──────── STUDY TEXT ────────

The NHS pension scheme and other public service schemes are among the most generous pension schemes available in this country today. The tapered annual allowance is focused on the highest-earning pension savers to ensure that the tax relief that they receive is not disproportionate to that of other savers. However, I do accept that there is some evidence that the annual allowance charge is having an impact on the retention of high-earning clinicians in the NHS. I am in discussion with my right hon. Friend the Health Secretary about how to provide additional pension flexibility for NHS doctors affected by the annual allowance tax charge, and he will make an announcement as soon as possible.
I am grateful to the Chancellor for that answer, and particularly to the Government for accepting that the taper contributes to capacity gaps and retention issues in the NHS. Given that the costs of increased waiting times, delayed diagnosis and knowledge gaps far outweigh the tax revenue generated, would not the sensible and fiscally responsible thing be just to scrap the taper altogether?
I understand my hon. Friend’s point. However, the overall reforms to pensions allowances that were made in the previous two Parliaments and include the tapered annual allowance are necessary to deliver a fair system and to protect the public finances. These measures affect only the highest-earning pension savers and are expected to raise £6 billion a year. But, as I said, we are monitoring the response of high earners in the NHS, and I expect that my right hon. Friend the Health Secretary will be able to make an announcement soon.
A number of hospital consultants who live in my constituency have written to me to express their concern at the implications of the tapered annual allowance. With GP numbers continuing to fall, ongoing shortages across consultant specialties and armed forces doctors currently experiencing a 23% workforce shortfall, how is the Chancellor going to help doctors and patients by resolving the unintended consequences caused by the annual tapered allowance and lifetime annual allowance that are leading to doctors who would otherwise be happily continuing to work having to leave the profession to avoid disproportionate and unfair tax bills?

──────── DATA EXTRACTS ────────

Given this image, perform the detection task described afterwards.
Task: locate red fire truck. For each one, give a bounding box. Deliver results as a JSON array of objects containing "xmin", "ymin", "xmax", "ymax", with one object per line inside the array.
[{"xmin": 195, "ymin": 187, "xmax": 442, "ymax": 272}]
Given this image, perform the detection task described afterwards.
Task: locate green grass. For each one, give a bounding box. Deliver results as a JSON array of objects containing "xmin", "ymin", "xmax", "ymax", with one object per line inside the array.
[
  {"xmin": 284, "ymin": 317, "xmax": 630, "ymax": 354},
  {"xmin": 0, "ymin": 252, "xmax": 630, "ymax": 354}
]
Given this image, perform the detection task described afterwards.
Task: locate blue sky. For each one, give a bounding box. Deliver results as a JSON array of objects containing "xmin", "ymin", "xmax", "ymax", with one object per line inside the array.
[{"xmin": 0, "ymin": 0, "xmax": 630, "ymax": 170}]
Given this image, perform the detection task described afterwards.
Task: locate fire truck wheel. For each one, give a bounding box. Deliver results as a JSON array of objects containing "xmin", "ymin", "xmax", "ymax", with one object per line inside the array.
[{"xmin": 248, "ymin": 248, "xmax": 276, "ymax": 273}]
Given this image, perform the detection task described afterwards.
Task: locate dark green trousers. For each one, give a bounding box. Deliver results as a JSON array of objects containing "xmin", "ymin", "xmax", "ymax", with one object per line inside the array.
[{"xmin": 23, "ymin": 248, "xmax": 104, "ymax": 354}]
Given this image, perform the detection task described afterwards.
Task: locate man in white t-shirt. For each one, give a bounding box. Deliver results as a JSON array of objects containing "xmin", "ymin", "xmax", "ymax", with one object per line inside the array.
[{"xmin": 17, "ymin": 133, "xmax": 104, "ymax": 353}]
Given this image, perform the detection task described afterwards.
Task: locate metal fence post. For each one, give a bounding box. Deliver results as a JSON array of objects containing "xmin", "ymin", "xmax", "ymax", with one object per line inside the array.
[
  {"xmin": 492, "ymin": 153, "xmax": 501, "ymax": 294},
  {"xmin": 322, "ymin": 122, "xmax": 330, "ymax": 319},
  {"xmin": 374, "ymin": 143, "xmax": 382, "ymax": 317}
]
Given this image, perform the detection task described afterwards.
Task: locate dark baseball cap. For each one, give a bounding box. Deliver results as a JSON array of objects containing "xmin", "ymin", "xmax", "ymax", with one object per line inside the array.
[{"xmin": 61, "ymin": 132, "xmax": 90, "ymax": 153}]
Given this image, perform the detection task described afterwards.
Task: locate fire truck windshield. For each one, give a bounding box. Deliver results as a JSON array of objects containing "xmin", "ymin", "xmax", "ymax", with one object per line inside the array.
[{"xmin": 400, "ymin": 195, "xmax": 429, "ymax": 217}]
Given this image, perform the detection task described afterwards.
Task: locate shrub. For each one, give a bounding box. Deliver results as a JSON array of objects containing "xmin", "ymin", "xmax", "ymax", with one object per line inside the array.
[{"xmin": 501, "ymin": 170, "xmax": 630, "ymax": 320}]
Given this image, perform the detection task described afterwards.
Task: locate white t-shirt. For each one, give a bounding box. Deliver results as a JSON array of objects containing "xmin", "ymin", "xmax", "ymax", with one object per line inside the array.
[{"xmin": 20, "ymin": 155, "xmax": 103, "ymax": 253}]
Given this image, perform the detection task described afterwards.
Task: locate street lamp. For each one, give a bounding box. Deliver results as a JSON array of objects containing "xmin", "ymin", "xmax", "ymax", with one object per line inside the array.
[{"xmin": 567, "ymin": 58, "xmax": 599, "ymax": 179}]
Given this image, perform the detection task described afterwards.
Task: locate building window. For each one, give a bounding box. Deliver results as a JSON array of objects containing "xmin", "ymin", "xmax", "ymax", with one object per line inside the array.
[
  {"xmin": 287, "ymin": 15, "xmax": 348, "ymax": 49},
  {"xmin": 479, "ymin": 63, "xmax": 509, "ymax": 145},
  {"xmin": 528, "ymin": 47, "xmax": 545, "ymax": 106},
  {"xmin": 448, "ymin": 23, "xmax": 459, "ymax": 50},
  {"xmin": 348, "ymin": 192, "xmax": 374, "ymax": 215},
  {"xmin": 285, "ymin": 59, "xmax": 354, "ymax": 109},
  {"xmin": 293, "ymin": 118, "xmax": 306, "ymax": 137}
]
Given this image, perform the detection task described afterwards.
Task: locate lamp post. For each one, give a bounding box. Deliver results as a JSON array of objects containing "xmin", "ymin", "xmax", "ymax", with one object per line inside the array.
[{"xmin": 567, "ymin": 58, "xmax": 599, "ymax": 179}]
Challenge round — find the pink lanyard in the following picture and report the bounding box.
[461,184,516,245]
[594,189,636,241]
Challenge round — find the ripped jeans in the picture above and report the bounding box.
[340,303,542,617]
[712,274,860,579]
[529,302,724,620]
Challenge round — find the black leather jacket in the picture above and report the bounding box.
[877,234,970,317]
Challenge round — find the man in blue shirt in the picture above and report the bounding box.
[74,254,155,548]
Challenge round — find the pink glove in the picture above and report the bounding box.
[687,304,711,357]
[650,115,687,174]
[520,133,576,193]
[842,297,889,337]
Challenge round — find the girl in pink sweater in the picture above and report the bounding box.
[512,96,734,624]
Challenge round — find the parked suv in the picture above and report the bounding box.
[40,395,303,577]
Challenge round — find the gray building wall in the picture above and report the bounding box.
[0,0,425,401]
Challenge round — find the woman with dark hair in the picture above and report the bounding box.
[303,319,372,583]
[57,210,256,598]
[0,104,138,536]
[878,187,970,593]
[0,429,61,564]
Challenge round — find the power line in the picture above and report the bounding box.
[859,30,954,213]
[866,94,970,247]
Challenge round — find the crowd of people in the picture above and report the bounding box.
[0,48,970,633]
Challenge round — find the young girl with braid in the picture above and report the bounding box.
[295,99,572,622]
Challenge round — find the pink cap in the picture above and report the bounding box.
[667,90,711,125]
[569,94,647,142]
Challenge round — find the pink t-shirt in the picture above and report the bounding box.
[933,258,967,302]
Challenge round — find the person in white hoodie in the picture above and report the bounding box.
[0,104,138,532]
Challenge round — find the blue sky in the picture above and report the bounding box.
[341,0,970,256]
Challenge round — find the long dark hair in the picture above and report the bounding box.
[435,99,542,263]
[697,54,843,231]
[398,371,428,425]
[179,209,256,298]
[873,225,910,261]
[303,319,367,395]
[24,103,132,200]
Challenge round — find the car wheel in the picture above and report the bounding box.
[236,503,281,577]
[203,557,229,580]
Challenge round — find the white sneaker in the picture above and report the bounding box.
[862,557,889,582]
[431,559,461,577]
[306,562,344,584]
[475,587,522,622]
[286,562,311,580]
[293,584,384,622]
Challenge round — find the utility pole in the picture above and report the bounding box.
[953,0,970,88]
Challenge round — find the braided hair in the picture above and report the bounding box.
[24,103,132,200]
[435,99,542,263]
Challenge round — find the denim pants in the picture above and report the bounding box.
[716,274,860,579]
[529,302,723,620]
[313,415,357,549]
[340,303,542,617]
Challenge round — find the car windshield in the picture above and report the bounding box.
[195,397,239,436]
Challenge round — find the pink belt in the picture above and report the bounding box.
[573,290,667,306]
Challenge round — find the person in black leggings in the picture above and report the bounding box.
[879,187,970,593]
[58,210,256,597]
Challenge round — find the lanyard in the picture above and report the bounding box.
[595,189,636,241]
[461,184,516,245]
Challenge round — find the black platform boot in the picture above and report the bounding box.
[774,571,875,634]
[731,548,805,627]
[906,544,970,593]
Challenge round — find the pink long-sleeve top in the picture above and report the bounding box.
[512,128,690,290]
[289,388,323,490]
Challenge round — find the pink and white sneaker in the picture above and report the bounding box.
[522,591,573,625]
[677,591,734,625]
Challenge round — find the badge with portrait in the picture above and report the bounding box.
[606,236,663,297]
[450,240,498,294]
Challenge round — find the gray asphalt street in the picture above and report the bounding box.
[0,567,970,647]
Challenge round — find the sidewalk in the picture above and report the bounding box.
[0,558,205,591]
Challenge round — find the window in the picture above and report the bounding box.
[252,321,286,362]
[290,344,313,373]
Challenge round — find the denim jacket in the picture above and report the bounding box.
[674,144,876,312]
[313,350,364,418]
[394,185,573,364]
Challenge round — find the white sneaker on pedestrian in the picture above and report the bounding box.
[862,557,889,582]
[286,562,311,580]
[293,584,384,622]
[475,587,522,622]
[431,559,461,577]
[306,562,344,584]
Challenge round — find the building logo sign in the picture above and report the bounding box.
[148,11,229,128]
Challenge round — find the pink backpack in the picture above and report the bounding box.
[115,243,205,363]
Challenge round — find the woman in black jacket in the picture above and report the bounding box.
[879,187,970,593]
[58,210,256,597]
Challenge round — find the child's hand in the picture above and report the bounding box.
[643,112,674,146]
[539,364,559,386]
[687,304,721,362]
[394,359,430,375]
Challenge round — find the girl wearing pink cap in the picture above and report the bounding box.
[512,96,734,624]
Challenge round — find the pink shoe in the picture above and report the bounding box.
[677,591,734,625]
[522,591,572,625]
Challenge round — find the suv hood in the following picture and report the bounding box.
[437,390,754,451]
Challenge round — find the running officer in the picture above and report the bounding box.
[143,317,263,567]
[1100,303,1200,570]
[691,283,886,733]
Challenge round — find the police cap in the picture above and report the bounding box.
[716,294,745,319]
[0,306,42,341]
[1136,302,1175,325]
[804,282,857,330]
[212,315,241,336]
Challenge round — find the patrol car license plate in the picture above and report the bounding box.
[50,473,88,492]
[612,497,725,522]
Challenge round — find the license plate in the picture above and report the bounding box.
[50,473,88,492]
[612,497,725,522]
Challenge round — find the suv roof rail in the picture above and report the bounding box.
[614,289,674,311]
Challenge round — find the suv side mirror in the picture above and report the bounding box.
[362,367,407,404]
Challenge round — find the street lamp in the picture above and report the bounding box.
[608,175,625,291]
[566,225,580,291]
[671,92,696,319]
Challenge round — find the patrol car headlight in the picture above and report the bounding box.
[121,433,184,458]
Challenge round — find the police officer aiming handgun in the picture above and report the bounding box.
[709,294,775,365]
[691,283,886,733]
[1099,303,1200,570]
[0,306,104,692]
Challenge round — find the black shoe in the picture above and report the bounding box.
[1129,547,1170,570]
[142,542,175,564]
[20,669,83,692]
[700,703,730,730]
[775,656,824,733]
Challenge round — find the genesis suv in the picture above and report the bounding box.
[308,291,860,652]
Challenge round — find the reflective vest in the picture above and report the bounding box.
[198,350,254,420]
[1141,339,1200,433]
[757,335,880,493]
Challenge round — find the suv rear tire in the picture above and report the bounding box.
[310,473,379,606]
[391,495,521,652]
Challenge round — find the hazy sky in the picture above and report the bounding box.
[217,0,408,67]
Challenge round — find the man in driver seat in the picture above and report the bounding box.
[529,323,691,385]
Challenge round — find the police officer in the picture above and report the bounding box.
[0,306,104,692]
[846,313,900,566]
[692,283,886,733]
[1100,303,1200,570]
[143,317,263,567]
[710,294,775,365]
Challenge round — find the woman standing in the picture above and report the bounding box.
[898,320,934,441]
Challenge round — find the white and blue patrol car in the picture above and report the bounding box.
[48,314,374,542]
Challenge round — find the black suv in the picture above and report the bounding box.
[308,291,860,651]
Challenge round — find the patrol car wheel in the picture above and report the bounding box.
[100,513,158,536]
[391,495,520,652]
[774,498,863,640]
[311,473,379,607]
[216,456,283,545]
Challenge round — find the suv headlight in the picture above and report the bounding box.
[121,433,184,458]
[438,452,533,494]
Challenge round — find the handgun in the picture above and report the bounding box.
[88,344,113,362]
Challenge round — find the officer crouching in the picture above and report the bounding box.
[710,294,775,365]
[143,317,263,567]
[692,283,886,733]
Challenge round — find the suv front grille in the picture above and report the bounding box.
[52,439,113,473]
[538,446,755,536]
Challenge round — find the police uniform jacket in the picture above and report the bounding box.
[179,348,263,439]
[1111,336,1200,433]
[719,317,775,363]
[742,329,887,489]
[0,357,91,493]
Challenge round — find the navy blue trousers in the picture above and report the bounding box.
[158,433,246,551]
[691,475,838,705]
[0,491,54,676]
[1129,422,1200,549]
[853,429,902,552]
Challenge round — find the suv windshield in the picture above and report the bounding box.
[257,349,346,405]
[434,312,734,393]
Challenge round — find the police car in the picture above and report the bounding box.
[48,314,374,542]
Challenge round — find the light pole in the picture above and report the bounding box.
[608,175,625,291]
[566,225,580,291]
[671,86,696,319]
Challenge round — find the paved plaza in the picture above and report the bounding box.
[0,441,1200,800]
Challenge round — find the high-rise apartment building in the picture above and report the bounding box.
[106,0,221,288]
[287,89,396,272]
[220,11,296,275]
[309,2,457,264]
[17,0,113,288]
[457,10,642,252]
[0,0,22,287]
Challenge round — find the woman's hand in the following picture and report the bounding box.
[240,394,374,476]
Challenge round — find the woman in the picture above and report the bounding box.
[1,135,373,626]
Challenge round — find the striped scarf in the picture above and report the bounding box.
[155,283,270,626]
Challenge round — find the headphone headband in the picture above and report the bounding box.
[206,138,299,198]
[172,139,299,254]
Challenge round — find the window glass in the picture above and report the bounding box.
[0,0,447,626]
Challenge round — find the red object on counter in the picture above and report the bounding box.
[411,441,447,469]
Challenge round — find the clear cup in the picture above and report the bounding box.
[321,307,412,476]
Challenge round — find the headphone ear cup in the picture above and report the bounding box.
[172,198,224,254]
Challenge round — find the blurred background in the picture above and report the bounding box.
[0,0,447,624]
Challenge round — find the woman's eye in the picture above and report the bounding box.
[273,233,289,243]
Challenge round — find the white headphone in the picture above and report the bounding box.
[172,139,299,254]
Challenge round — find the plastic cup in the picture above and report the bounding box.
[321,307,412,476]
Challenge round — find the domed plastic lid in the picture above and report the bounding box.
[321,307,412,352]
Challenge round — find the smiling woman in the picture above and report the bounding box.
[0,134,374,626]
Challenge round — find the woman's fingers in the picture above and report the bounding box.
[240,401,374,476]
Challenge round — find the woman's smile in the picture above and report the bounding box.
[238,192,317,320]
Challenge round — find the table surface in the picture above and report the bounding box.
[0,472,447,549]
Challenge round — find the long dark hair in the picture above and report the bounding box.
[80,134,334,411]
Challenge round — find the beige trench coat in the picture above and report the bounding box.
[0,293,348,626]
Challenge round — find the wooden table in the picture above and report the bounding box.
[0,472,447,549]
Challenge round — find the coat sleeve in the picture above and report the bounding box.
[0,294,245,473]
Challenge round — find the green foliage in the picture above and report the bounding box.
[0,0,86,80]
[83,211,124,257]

────────

▶ _ACTIVITY_:
Reproduce the full exchange on NHS pensions and the tapered annual allowance above, word for word.

▶ _OUTPUT OF THE EXERCISE_:
The NHS pension scheme and other public service schemes are among the most generous pension schemes available in this country today. The tapered annual allowance is focused on the highest-earning pension savers to ensure that the tax relief that they receive is not disproportionate to that of other savers. However, I do accept that there is some evidence that the annual allowance charge is having an impact on the retention of high-earning clinicians in the NHS. I am in discussion with my right hon. Friend the Health Secretary about how to provide additional pension flexibility for NHS doctors affected by the annual allowance tax charge, and he will make an announcement as soon as possible.
I am grateful to the Chancellor for that answer, and particularly to the Government for accepting that the taper contributes to capacity gaps and retention issues in the NHS. Given that the costs of increased waiting times, delayed diagnosis and knowledge gaps far outweigh the tax revenue generated, would not the sensible and fiscally responsible thing be just to scrap the taper altogether?
I understand my hon. Friend’s point. However, the overall reforms to pensions allowances that were made in the previous two Parliaments and include the tapered annual allowance are necessary to deliver a fair system and to protect the public finances. These measures affect only the highest-earning pension savers and are expected to raise £6 billion a year. But, as I said, we are monitoring the response of high earners in the NHS, and I expect that my right hon. Friend the Health Secretary will be able to make an announcement soon.
A number of hospital consultants who live in my constituency have written to me to express their concern at the implications of the tapered annual allowance. With GP numbers continuing to fall, ongoing shortages across consultant specialties and armed forces doctors currently experiencing a 23% workforce shortfall, how is the Chancellor going to help doctors and patients by resolving the unintended consequences caused by the annual tapered allowance and lifetime annual allowance that are leading to doctors who would otherwise be happily continuing to work having to leave the profession to avoid disproportionate and unfair tax bills?